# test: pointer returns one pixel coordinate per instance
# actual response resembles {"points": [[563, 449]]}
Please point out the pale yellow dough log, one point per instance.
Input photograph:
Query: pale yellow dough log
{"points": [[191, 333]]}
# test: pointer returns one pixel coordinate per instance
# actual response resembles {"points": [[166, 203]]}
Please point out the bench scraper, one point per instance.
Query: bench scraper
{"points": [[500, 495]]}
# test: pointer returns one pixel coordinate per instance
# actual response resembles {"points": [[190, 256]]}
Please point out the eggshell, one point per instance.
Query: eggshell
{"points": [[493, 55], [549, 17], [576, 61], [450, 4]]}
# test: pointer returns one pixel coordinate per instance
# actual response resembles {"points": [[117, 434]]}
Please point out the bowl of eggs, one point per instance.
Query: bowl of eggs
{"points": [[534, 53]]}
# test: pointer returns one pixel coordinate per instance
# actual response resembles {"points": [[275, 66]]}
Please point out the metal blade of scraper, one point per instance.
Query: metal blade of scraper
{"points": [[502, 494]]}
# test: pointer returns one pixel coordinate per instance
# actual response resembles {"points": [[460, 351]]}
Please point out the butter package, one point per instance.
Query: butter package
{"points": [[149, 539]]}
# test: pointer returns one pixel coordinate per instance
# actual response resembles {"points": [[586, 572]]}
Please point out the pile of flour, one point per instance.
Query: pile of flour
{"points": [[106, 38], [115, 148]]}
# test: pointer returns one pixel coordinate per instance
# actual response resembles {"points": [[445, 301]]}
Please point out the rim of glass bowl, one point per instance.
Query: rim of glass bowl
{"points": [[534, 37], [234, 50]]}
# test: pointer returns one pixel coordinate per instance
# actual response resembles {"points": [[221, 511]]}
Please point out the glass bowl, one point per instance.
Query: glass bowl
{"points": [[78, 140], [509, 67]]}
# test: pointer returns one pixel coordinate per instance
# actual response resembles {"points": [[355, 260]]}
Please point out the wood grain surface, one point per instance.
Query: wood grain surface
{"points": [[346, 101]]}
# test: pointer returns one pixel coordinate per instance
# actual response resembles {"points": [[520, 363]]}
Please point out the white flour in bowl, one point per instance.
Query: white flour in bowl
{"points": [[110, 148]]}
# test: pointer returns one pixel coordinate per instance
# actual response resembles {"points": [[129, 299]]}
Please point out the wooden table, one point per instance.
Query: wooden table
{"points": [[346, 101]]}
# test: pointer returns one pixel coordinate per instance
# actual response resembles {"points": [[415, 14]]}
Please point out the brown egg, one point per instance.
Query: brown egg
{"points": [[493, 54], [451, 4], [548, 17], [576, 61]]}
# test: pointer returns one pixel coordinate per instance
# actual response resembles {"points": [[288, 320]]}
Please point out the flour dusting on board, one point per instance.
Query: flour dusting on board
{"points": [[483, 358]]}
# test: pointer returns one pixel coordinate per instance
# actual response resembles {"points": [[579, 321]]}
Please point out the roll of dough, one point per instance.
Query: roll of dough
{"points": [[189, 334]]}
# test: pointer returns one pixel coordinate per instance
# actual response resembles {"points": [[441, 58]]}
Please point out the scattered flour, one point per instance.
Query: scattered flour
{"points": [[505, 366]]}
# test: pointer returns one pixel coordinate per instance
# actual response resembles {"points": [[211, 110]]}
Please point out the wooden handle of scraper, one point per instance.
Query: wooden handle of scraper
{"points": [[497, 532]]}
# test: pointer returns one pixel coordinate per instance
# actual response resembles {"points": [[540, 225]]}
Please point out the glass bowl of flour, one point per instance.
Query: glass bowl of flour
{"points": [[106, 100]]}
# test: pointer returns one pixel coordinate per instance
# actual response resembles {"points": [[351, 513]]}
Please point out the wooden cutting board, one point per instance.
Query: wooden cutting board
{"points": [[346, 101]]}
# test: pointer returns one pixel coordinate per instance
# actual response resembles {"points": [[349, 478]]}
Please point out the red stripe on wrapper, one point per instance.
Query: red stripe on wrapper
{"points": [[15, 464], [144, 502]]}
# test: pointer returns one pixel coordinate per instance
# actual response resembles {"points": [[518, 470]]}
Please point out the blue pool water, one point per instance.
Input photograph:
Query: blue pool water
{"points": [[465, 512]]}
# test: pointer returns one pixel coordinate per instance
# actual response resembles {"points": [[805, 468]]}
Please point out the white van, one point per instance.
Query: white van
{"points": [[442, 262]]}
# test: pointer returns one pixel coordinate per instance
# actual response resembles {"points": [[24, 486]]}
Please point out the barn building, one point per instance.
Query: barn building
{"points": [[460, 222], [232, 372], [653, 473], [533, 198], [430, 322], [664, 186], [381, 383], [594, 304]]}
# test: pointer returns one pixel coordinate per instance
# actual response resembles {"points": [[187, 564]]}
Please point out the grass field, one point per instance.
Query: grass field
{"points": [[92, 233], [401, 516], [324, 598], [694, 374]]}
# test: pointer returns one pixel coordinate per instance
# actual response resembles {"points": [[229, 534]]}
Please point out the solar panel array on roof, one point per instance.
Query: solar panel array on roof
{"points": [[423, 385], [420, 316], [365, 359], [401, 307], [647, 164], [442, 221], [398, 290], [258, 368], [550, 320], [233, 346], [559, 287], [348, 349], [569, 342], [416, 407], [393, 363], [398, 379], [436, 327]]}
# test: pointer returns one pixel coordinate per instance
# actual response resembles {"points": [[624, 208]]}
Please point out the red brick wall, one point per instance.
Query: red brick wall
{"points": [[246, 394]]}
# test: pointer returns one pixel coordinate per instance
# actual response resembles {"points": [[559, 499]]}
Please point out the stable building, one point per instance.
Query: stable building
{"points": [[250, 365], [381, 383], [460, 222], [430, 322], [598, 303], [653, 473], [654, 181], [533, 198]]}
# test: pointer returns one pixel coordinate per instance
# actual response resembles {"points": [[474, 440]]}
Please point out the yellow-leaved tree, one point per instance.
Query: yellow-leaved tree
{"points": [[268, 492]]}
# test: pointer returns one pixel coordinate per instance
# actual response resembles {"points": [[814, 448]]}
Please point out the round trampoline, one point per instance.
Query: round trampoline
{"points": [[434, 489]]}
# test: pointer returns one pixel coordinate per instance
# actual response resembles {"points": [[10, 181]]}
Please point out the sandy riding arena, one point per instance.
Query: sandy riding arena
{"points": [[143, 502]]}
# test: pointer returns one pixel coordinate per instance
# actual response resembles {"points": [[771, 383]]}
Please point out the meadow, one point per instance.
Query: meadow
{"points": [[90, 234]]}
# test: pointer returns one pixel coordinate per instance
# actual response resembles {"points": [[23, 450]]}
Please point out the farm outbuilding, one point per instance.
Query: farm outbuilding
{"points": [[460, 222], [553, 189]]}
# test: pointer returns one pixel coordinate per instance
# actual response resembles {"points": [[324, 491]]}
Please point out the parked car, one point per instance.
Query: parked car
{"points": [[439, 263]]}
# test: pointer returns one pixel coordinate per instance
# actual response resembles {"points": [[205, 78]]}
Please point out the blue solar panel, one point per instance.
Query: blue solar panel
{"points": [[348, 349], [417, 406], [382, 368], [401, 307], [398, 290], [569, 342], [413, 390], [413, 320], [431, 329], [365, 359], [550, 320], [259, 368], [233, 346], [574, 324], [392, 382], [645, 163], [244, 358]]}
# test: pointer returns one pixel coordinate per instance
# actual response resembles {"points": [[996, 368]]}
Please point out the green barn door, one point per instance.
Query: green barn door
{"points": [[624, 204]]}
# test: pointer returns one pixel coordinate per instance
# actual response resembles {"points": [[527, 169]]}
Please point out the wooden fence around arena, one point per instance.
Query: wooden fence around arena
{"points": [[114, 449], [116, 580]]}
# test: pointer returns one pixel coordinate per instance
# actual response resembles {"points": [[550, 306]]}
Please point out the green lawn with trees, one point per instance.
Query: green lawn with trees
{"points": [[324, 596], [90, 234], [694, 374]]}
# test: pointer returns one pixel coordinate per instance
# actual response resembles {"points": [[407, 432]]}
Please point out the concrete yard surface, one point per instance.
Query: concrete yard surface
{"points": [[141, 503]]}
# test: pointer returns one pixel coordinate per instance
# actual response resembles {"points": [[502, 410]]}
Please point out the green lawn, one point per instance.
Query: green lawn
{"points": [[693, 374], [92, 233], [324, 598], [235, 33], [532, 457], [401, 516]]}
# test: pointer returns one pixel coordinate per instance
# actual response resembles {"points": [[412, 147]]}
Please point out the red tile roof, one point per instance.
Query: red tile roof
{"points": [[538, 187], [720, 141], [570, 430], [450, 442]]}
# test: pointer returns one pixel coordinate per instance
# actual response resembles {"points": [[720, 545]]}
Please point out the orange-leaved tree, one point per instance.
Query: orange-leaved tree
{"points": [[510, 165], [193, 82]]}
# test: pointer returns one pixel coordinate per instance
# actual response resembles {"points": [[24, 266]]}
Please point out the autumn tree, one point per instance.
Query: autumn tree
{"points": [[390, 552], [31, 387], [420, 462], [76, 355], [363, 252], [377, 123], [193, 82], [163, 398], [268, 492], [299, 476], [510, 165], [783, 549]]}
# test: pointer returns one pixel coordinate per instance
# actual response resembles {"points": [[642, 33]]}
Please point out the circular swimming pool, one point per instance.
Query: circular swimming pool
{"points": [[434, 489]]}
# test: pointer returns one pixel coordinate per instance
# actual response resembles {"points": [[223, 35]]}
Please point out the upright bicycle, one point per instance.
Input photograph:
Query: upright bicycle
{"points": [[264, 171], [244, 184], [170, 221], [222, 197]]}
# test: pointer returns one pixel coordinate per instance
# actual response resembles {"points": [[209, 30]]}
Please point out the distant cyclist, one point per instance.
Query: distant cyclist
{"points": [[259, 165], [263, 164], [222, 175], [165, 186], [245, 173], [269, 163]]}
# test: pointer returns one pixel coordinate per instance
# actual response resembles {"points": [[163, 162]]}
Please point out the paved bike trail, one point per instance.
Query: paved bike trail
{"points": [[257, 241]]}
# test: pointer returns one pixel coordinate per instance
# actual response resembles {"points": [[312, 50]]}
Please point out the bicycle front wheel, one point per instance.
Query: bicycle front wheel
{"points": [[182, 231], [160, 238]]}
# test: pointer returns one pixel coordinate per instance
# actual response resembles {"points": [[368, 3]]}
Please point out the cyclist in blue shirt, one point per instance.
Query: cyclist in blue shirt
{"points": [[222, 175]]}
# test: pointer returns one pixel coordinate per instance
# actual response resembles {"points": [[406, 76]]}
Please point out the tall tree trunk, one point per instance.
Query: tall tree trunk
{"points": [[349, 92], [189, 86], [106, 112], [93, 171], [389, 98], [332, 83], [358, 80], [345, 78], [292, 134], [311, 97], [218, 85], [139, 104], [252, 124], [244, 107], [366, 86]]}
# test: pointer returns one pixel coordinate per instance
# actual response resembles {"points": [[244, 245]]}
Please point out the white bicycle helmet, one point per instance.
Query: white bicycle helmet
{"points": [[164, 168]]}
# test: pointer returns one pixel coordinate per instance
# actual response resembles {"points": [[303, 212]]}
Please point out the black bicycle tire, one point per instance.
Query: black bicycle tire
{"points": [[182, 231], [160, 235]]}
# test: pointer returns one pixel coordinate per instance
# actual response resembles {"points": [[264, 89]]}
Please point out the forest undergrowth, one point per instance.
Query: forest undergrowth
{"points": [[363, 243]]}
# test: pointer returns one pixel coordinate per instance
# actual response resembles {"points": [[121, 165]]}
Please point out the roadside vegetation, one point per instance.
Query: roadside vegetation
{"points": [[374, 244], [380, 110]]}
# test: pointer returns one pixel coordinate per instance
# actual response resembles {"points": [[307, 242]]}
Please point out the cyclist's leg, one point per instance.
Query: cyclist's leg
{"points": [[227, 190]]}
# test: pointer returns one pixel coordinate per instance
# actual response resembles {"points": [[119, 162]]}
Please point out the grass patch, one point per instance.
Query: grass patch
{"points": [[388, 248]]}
============================================================
• **Challenge**
Copy out every line above that includes the word "riding".

• **Task output**
Please point out the sandy riding arena, one point per instance.
Query: sandy riding arena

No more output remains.